## ASSIGNED TASK
Write out every record exactly as it appears. Skip the pictures.

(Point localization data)
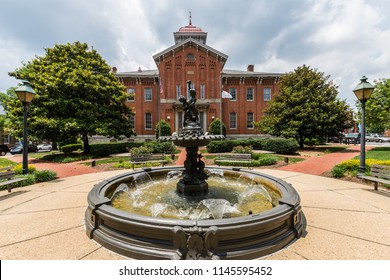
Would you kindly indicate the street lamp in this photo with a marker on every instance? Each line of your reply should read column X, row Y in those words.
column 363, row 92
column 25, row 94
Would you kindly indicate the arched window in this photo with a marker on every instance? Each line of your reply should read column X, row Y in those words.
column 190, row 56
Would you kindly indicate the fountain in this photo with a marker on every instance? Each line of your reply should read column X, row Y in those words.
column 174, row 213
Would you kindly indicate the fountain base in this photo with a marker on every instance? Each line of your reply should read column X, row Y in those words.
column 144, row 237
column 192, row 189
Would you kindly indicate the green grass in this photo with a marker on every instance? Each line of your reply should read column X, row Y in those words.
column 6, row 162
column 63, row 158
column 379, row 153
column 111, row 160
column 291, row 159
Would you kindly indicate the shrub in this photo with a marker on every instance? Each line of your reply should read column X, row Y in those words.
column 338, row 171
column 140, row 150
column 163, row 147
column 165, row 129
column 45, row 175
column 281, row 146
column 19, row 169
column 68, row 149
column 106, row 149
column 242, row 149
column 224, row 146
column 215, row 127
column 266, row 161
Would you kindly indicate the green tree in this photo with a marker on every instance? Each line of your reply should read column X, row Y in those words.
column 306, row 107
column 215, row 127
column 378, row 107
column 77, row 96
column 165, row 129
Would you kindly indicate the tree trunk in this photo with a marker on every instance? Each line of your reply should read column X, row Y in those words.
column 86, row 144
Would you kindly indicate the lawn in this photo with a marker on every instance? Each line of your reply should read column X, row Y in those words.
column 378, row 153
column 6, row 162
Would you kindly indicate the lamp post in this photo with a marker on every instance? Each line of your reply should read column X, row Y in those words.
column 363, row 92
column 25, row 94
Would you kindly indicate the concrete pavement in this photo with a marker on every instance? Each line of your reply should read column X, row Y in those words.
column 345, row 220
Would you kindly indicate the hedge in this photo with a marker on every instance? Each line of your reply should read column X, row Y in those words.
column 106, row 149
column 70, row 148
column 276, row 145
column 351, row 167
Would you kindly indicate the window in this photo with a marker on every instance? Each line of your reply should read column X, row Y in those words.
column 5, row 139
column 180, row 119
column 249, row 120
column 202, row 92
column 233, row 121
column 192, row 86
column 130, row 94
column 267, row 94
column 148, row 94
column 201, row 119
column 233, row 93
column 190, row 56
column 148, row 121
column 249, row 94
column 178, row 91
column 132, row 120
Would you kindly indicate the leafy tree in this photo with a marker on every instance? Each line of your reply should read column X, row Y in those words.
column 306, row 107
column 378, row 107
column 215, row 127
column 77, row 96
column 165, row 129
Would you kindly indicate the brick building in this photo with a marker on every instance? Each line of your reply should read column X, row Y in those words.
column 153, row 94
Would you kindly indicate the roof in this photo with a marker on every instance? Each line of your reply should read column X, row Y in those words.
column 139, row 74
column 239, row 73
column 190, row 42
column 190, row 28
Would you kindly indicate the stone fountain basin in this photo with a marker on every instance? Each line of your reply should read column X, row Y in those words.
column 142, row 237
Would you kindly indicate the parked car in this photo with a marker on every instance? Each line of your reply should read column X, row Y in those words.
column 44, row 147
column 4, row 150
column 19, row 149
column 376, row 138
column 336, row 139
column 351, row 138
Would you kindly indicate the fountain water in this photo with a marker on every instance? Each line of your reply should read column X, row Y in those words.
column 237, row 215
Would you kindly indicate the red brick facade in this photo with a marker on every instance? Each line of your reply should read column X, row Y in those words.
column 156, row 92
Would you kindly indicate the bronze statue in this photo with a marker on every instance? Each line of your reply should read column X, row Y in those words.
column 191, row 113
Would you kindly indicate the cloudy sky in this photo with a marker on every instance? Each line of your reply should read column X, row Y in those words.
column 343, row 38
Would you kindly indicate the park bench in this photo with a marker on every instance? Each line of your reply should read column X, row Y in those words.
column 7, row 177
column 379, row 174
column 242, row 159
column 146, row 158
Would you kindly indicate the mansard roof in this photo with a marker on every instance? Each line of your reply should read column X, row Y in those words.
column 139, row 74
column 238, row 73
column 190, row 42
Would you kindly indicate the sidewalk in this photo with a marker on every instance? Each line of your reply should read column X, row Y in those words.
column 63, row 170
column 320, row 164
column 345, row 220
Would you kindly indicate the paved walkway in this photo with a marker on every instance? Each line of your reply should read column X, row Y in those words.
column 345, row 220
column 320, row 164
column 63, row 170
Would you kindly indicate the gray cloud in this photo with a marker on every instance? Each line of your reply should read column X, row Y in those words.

## SOLUTION TO THIS TASK
Would you kindly indicate the street lamp in this photo with a marker on every instance? Each line of your reply should read column X, row Y in those words.
column 363, row 92
column 25, row 94
Would you kindly indicate the arched window in this photo with a marker on every instance? Each line of your reply should read column X, row Y in those words.
column 190, row 56
Would you kindly indicate the fountain in this photo with a marker on every instance? Each line of your reply should read column X, row Y in those words.
column 174, row 213
Would you kindly indicate the fountain base in this photo with a marker on every instance? Each line of your reply should read column X, row Y in those words.
column 144, row 237
column 192, row 189
Would you kindly indicate the green grass in this photo with a marker on every instance? Each line of your reply should read column X, row Y in those words.
column 6, row 162
column 63, row 158
column 379, row 153
column 111, row 160
column 291, row 159
Would you kindly indicate the shrub in this photo with a marker on every instance? Each line of your reply should read column X, row Y in those words.
column 338, row 171
column 140, row 150
column 163, row 147
column 165, row 129
column 45, row 175
column 281, row 146
column 19, row 169
column 68, row 149
column 106, row 149
column 242, row 149
column 224, row 146
column 215, row 127
column 266, row 161
Would you kindly indicate the green tree in this photo with a marker on every instance? Each line of your reply should read column X, row Y in those words.
column 306, row 107
column 215, row 127
column 378, row 107
column 77, row 96
column 165, row 129
Would you kindly indicate the tree trunk in this photo with a marker on every instance? Each line of your reply should read column X, row Y in those words.
column 86, row 144
Would you kindly indicate the lawn in this photo with a marker on every instance? Each line of your reply should read column X, row Y in those words.
column 378, row 153
column 6, row 162
Would you kindly indicate the lamp post in this photo with a marker on every instance? Each line of your reply should read column X, row Y in those words.
column 363, row 92
column 25, row 94
Would you kindly indicate the concrete pavement in this photo with a marker on every instance? Each line of your reply should read column X, row Y in those words.
column 345, row 220
Would you kindly indicate the hedge in this photo with a marker on every instance? Each line of your reply should read column X, row Y in those words.
column 106, row 149
column 70, row 148
column 276, row 145
column 351, row 167
Would you kindly indicate the window in this photo with a marker on every instance? Each line of your reply should read column X, row Y in those words.
column 5, row 139
column 180, row 119
column 249, row 120
column 202, row 92
column 233, row 121
column 192, row 86
column 130, row 94
column 267, row 94
column 148, row 94
column 201, row 119
column 233, row 93
column 190, row 56
column 148, row 121
column 249, row 94
column 178, row 91
column 132, row 120
Would you kindly indicate the leafy tree in this photo with a marker on every instance? Each line of your reply should read column X, row Y in those words.
column 306, row 107
column 378, row 107
column 215, row 127
column 77, row 96
column 165, row 129
Would you kindly indicate the brick building in this photo with a marker on every instance? Each line of your reply should read column X, row Y in those words.
column 153, row 94
Would you kindly indicate the roof in this photo with a marker on every instance? Each line of your reply should read column X, row Y in those words.
column 139, row 74
column 239, row 73
column 190, row 42
column 190, row 28
Would you kindly indicate the stone fountain basin in this photo with a marker on every instance? Each line of your reply should read column X, row Y in those words.
column 142, row 237
Would you kindly indicate the parked car in this photo with a marker on every instance? Each line of your reply should read column X, row Y in those words.
column 44, row 147
column 4, row 150
column 19, row 149
column 376, row 138
column 336, row 139
column 351, row 138
Would you kindly indicate the fountain water in this photo with a marker on every instance? Each line of your reply should read column X, row Y in those words.
column 237, row 215
Would you kindly indicate the red brick facade in this photo with a marker on every instance? Each line of your reply should read column X, row Y in those words.
column 156, row 92
Would you kindly indicate the bronze statue in this photo with a marker on every instance? Each line of your reply should read column X, row Y in those words.
column 191, row 113
Would you kindly indicate the cloudy sky in this photo with a marker on every instance? Each line of your reply should read column X, row Y in those words.
column 343, row 38
Would you kindly indicate the park bench in this photo with a marker on every instance? Each line of your reply should read column X, row Y in those words.
column 7, row 177
column 379, row 174
column 242, row 159
column 146, row 158
Would you kindly indicate the mansard roof in this photo with a marker on every instance? Each line of your reply should read column X, row Y in those words.
column 139, row 74
column 238, row 73
column 190, row 42
Would you kindly indicate the sidewalk in this photo with a marker on every instance? Each line of your reply should read column X, row Y in those words.
column 63, row 170
column 320, row 164
column 345, row 220
Would you kindly indicate the paved walkway in this photo with a marker on every instance? Each line of your reply should read column X, row Y in those words.
column 345, row 220
column 320, row 164
column 63, row 170
Would you kindly indicate the gray cloud in this photo with a marker on every instance? Each line of your reply should read column X, row Y in those words.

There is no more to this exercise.